-- RECORDS TO PROCESS start --

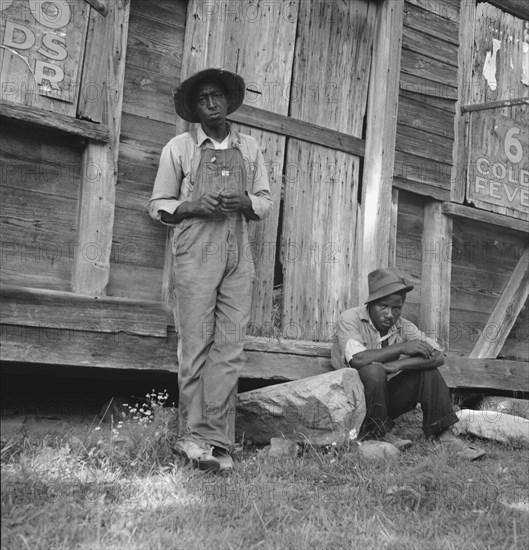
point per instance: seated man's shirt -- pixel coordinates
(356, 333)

-- RECORDS TO PROCESS end --
-- RECORDS TO PROCESS start --

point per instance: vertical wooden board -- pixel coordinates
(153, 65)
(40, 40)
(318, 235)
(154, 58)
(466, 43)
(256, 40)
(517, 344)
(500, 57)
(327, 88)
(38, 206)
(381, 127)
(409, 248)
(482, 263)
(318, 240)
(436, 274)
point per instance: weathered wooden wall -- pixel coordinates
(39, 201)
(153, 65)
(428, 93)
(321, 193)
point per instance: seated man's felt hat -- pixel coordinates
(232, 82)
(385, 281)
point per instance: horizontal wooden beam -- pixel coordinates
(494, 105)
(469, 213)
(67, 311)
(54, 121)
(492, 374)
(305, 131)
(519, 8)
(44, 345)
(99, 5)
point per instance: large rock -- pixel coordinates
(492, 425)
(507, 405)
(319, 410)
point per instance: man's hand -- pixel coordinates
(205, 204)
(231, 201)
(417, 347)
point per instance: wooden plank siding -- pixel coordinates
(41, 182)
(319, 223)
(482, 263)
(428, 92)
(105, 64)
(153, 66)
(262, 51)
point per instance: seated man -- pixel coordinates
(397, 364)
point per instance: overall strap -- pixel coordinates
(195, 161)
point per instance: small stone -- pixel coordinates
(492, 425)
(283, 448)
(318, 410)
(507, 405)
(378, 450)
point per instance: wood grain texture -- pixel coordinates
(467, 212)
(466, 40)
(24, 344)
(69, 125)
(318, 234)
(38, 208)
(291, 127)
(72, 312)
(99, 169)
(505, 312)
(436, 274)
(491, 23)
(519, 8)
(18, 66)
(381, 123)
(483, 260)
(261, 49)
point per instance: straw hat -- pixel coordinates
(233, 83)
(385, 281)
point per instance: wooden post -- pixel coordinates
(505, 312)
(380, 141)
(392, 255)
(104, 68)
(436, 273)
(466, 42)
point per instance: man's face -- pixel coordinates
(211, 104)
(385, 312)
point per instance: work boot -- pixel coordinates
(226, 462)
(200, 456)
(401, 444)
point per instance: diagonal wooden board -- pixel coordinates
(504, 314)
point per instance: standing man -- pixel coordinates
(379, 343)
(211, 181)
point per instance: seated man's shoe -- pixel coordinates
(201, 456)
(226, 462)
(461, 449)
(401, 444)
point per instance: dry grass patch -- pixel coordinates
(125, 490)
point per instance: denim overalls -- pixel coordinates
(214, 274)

-- RECORDS TO PROCESS end --
-- RECORDS TO PROCESS start --

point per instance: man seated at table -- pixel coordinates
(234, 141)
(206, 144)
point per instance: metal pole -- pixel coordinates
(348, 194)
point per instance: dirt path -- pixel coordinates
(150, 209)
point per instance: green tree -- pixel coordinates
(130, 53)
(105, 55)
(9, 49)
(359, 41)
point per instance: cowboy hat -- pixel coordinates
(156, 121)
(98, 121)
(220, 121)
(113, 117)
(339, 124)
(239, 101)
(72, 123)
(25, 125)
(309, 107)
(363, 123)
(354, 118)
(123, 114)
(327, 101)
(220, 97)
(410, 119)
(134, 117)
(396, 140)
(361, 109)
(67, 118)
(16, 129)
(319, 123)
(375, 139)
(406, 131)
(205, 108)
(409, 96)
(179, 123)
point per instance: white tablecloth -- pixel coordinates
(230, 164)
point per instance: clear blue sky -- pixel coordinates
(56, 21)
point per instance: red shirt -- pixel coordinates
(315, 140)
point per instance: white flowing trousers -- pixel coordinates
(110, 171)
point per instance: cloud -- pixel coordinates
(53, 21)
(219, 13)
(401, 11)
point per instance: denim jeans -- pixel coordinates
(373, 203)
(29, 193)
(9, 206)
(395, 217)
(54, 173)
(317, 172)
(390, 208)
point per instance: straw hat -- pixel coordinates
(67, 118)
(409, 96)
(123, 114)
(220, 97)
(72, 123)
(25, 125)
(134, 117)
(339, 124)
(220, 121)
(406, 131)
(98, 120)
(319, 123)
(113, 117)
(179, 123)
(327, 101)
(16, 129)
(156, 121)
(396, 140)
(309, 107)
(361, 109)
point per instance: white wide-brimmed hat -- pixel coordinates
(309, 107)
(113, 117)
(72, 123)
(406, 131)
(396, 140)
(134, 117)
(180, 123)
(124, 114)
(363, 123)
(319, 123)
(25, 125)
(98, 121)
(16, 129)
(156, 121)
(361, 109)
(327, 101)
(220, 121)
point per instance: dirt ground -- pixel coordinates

-- RECORDS TO PROCESS end --

### YOUR INSTRUCTIONS
Recast the stretch of the material above from the line containing "point per instance: red" through the line containing "point per instance: dirt ground" as a numbered list, with blank lines left out.

### SOLUTION FOR THIS EXERCISE
1. point per instance: red shirt -- pixel coordinates
2. (315, 140)
3. point per instance: white flowing trousers -- pixel coordinates
4. (110, 171)
5. point per instance: cloud -- pixel coordinates
6. (53, 21)
7. (219, 13)
8. (401, 11)
9. point per instance: denim jeans -- pixel coordinates
10. (373, 203)
11. (29, 193)
12. (9, 206)
13. (395, 217)
14. (54, 173)
15. (317, 172)
16. (390, 208)
17. point per instance: straw hat -- pixel coordinates
18. (67, 118)
19. (409, 96)
20. (123, 114)
21. (220, 97)
22. (72, 123)
23. (25, 125)
24. (134, 117)
25. (339, 124)
26. (220, 121)
27. (406, 131)
28. (98, 120)
29. (319, 123)
30. (113, 117)
31. (179, 123)
32. (327, 101)
33. (16, 129)
34. (156, 121)
35. (396, 140)
36. (309, 107)
37. (361, 109)
38. point per instance: white wide-brimmed hat -- pixel coordinates
39. (309, 107)
40. (113, 117)
41. (72, 123)
42. (406, 131)
43. (396, 140)
44. (134, 117)
45. (180, 123)
46. (124, 114)
47. (363, 123)
48. (319, 123)
49. (25, 125)
50. (98, 121)
51. (16, 129)
52. (156, 121)
53. (361, 109)
54. (327, 101)
55. (220, 121)
56. point per instance: dirt ground -- pixel coordinates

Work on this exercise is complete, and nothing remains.